▶ _PAGE EXTRACT_
====

Core-Shell Particle Technology Gains Attention During the Pandemic

Core-Shell Particle Technology Gains Attention During the Pandemic

The pandemic over the past few years has disrupted many lives but has also brought some previously underestimated coating technologies to the forefront.

Professor Pei Li from the Department of Applied Biology and Chemical Technology at The Hong Kong Polytechnic University (PolyU) has been passionately researching “Core-Shell Particle Technology” for over 20 years. Her work focuses on combining two inherently incompatible substances into water dispersible particles that feature a hydrophobic core and a functional hydrophilic outer layer. By altering the structure, composition, and size of the particles, she creates new nanomaterials with a wide range of applications.

The outbreak of the pandemic has highlighted the importance of preventive measures, and the scientific community has recognized that Professor Li's core-shell particle technology can transform natural disinfectants into coatings.

“Many people have likely heard of photocatalysts, which were introduced as a new product during the pandemic,” said Professor Li. Photocatalysts, such as titanium dioxide (TiO₂), require exposure to a light source to become activated to form reactive oxygen species (ROS).

However, titanium dioxide in photocatalysts and the generation of potent oxidizing agents ROS may pose health risks to humans. “This concern led us to explore the use of natural materials as alternatives to the chemical components in photocatalysts for disinfection.”

Natural, Safe and Long-lasting – “Biobased Core-Shell Particle Technology”

Chitosan, a natural substance derived from the shells of marine crustaceans, has antimicrobial and antiviral properties.

====

Saved entries
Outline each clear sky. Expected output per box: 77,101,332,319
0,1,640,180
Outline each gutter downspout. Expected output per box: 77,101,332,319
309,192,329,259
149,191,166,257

====

List the particle features that, according to the article on core-shell particle technology, Professor Li alters to create new nanomaterials. You won't need the rows for this task.

Structure, composition, and size.